## TASK ITEM
Determine how many lines in the data below contain "indicate" and write only that number.

## GIVEN RECORDS
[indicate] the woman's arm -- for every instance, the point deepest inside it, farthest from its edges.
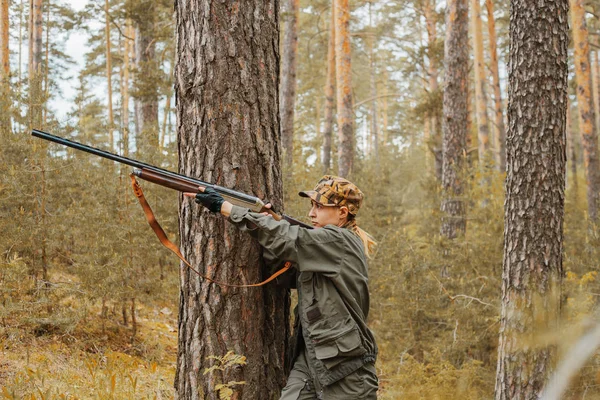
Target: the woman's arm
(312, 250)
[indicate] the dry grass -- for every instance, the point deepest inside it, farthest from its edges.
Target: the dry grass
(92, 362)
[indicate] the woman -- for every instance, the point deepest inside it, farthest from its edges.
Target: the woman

## OUTPUT OF THE EXERCISE
3